# [Task details]
Within the entries below, find the portion that opens with the line containing "Somewhere in the picture above is the glass" and closes with the line containing "Somewhere in the picture above is the hairy". Retype that portion exactly and only.

*** Available data ***

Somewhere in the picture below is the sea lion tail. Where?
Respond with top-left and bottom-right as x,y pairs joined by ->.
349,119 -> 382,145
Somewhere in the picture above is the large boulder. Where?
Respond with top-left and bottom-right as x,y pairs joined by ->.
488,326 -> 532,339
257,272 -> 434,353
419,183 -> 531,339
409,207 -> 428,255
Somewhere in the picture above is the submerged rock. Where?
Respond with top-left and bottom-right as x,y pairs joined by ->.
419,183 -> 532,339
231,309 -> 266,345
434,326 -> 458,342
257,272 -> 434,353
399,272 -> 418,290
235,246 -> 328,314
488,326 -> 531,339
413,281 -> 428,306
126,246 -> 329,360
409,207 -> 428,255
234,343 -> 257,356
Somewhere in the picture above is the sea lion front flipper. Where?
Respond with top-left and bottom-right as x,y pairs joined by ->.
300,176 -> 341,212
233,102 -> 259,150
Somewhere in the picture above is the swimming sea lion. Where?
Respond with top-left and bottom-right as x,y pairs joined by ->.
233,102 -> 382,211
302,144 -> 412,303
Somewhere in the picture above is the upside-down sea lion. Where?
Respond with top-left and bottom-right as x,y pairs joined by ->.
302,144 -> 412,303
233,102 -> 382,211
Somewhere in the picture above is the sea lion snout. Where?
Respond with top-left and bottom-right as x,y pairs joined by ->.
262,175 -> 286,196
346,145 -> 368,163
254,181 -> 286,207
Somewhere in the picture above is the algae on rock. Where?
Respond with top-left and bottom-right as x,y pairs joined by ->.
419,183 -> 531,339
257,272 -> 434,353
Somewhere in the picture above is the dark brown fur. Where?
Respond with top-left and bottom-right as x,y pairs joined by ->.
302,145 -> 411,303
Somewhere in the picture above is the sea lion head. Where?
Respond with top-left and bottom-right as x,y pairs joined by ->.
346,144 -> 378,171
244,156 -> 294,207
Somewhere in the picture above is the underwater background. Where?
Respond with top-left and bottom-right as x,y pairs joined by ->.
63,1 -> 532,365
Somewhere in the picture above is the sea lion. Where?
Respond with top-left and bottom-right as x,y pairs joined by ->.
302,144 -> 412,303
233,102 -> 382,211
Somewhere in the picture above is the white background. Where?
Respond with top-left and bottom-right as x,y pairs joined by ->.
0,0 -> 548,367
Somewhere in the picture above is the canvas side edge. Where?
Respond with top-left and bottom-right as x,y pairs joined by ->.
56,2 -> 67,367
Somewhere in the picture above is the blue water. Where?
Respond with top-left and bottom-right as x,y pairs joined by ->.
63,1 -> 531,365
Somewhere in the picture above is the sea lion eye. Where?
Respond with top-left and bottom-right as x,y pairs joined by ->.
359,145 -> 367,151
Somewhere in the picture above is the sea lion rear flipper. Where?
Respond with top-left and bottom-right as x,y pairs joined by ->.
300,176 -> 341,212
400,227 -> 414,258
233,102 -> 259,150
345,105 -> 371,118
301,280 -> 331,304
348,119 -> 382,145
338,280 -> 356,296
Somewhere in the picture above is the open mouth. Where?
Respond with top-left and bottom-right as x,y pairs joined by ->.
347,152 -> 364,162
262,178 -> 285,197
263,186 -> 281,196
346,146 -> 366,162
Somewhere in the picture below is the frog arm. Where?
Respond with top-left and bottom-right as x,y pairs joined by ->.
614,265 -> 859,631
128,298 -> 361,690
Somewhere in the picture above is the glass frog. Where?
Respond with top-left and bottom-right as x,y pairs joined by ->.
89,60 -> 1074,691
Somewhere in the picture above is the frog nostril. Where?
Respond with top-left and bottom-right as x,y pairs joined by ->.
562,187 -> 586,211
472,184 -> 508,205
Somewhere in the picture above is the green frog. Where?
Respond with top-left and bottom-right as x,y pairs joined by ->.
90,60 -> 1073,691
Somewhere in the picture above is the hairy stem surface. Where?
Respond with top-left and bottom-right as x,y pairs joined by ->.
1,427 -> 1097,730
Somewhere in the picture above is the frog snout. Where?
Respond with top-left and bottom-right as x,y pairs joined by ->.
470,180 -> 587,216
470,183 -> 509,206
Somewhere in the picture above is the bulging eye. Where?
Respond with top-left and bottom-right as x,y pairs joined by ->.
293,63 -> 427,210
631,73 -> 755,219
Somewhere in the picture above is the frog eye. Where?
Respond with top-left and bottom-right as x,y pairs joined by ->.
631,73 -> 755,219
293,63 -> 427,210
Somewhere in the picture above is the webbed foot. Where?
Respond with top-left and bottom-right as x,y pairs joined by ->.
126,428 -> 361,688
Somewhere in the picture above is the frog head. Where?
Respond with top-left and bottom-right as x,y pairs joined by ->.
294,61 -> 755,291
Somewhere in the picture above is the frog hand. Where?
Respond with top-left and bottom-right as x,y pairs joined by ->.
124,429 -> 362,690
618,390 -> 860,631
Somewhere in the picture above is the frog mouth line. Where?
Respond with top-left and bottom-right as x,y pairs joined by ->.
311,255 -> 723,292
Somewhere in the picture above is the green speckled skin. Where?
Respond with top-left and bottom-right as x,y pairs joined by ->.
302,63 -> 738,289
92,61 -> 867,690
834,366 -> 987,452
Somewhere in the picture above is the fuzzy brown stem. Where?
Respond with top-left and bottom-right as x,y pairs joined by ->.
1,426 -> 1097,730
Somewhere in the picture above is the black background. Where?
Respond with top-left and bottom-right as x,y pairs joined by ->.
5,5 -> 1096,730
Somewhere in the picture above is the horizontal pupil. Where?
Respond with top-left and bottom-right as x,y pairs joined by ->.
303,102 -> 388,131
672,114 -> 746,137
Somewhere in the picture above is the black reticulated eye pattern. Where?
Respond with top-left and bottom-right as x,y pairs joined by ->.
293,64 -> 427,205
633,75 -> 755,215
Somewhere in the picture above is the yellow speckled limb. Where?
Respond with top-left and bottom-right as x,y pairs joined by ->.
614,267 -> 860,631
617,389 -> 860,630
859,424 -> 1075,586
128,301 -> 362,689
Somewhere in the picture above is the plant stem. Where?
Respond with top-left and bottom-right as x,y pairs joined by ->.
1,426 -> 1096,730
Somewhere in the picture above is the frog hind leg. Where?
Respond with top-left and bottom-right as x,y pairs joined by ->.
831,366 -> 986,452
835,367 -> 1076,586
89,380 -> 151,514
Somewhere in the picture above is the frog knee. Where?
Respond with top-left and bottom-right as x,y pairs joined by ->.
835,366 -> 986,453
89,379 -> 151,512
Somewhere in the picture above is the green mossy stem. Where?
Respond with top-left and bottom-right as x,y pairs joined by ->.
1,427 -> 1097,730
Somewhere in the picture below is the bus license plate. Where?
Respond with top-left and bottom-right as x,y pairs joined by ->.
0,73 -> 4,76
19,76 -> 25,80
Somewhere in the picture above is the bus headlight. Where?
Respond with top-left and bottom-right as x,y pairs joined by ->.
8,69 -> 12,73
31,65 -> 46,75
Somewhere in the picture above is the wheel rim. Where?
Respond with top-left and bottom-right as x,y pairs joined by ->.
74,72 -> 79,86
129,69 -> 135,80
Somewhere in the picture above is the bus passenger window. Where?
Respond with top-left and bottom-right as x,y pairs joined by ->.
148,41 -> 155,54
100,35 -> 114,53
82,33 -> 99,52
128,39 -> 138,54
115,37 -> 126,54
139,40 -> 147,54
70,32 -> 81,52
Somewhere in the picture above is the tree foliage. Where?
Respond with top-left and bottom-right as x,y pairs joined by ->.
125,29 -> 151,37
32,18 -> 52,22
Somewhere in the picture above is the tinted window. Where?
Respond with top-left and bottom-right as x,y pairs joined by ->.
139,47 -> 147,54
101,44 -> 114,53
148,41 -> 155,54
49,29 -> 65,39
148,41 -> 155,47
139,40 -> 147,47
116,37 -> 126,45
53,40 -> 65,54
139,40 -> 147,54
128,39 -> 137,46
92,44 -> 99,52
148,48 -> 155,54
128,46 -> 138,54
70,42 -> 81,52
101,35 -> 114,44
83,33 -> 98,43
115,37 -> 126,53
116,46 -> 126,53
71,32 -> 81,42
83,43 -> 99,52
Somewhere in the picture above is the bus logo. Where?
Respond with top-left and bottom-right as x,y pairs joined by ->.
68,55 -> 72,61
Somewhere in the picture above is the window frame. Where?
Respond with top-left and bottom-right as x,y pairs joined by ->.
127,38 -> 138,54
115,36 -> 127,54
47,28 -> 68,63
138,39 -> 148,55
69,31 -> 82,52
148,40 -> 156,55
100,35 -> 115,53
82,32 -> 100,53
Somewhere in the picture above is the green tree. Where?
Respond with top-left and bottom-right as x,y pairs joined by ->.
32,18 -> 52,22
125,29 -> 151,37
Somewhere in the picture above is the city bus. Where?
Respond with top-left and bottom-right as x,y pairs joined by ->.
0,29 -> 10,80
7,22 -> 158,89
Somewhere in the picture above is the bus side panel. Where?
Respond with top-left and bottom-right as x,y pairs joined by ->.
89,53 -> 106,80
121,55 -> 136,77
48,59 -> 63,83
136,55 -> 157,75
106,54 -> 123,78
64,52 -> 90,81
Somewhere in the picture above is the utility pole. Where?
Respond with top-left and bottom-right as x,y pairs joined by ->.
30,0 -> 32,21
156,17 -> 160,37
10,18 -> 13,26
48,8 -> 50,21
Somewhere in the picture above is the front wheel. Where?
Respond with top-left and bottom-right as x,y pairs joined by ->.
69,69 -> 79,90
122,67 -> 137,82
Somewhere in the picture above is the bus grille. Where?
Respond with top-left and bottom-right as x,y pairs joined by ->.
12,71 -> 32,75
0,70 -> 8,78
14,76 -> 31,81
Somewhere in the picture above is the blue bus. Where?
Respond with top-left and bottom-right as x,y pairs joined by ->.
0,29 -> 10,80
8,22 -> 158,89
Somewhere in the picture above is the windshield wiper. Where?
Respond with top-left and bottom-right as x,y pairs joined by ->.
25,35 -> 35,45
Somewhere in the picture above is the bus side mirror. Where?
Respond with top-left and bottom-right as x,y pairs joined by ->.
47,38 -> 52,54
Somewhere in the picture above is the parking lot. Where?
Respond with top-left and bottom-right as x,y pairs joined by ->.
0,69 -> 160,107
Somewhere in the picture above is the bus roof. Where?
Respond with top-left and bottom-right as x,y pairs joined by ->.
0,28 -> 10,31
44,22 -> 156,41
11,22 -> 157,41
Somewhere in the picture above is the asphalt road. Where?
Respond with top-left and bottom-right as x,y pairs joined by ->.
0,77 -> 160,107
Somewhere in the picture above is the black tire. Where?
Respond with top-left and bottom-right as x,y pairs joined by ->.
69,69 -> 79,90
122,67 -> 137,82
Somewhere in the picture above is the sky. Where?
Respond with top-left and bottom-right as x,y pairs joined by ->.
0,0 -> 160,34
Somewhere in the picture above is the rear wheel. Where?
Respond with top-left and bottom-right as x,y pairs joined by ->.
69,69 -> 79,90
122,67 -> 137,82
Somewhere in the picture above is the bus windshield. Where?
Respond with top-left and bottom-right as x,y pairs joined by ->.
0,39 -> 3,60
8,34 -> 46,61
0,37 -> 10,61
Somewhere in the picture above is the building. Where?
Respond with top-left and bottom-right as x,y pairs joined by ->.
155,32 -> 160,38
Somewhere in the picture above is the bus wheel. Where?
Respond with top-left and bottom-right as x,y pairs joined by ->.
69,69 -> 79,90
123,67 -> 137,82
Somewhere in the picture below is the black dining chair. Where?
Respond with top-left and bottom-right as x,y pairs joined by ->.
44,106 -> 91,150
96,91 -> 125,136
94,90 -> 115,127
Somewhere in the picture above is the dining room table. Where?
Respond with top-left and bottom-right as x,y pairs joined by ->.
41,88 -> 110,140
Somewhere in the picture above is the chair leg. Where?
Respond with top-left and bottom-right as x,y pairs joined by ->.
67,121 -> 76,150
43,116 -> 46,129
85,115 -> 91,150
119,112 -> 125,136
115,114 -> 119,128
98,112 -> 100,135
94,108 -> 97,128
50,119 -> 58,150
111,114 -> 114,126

*** End of Available data ***

# [Answer to the problem]
Somewhere in the picture above is the glass frog. Where?
Respond with top-left and bottom-right as x,y pairs joined by ->.
89,60 -> 1074,691
Somewhere in the picture above is the frog nostril. Where?
Respond with top-left and bottom-right as x,y pairs joined by ->.
562,187 -> 586,211
472,184 -> 508,205
Somewhere in the picture above is the green frog. Where?
Respond with top-left and bottom-right as x,y pairs joined by ->.
90,60 -> 1073,691
Somewhere in the picture above is the hairy stem surface. Where?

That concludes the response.